■ Reading text:
== Segment start ==
I posted that I thought I would love this book especially now.
that this looks like a book I would love.
Without saying a word, the Degruise family went out and purchased 
me my very own copy. They also each wrote a love letter inside,
just as I have always told them you should do when giving a gift
of a book. They are all so important to me and this act had me
overwhelmed with love for them all.
However, this is just one of many RAK.
There was the visit from Claire a nurse at Thib. regional who is also
a family friend from way back who took the time
to not only come and visit us and my Mom in ICU
but also listened to my story of our home health issues
and suggested we look into St. Joseph Hospice.
This suggestion led us to the most caring people who
are there to assure our mother can and will make the
transition from this world to the next without pain or suffering.
This small act made me choke up when Claire hugged me
and gave me her card and number to call for anything.
There was the eye doctor yesterday afternoon,
who was getting ready to leave for the weekend who 
agreed to pick up her purse and put her lab coat back on
to give me an eye exam that was overdue so I could get 
new contacts. I had my last pair in, needed more for tomorrow
and could not get any because I was overdue for seeing the doctor.
== Segment end ==
■ Exercise description: Please list every person or group that the post about acts of kindness says did something kind for the writer.

■ Data to examine:
== Segment start ==
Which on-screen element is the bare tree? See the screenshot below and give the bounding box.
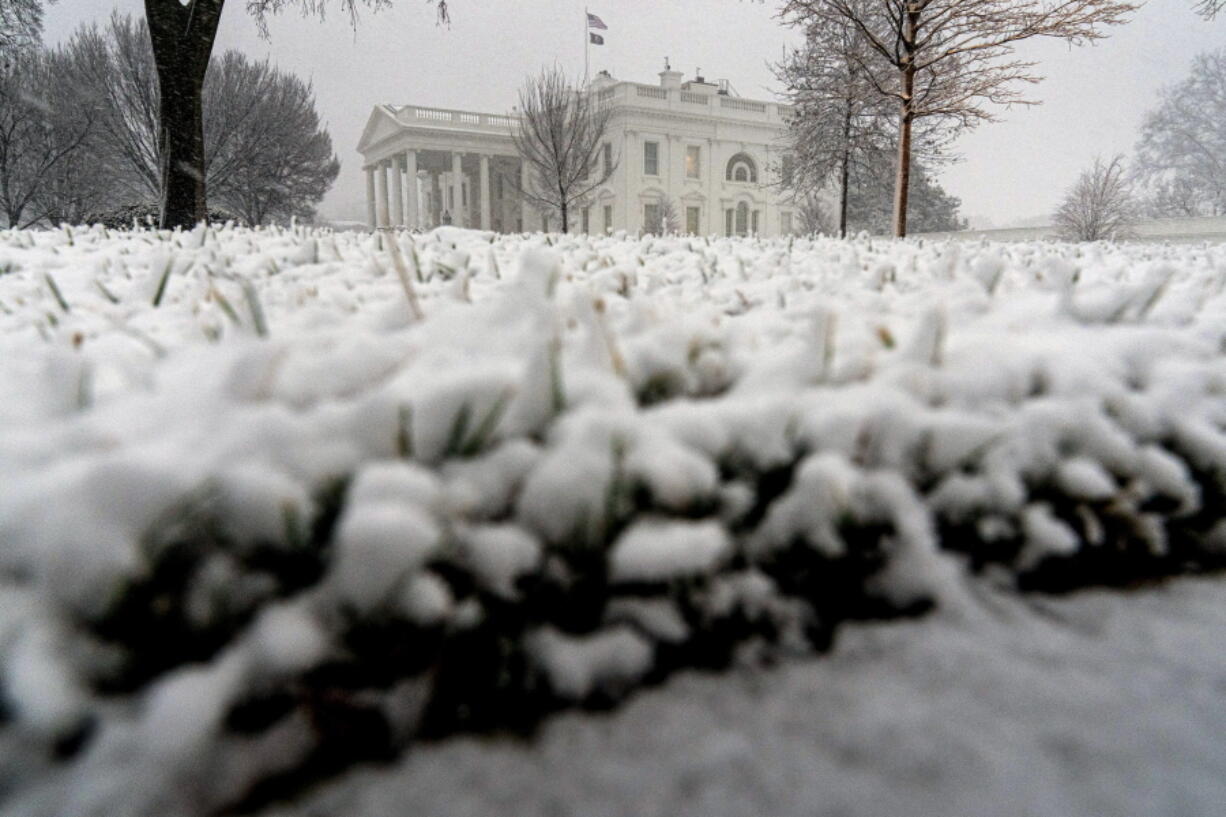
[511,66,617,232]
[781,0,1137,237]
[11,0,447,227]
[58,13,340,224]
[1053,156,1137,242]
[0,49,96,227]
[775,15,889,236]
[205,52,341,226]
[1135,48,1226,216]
== Segment end ==
== Segment start ==
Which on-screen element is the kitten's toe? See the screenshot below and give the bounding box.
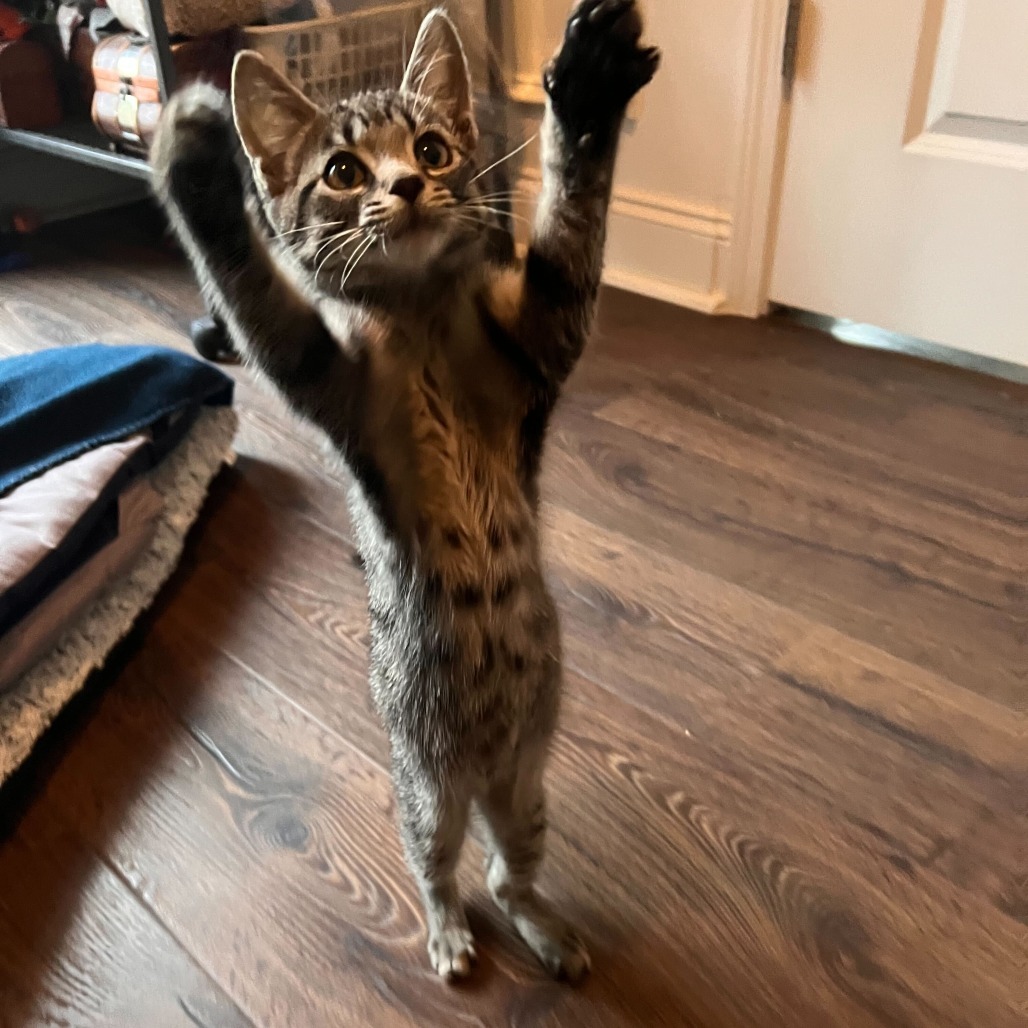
== Segment end ==
== Segment start ==
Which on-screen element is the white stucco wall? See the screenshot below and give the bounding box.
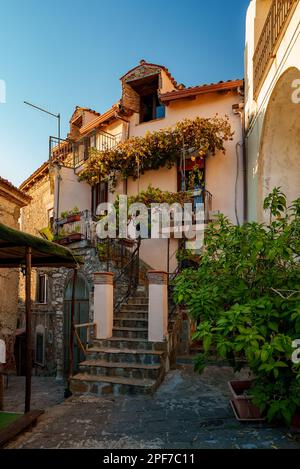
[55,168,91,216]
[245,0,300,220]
== Segment end ==
■ Answer box:
- The Degruise family
- Claire, a nurse at Thib. regional
- The eye doctor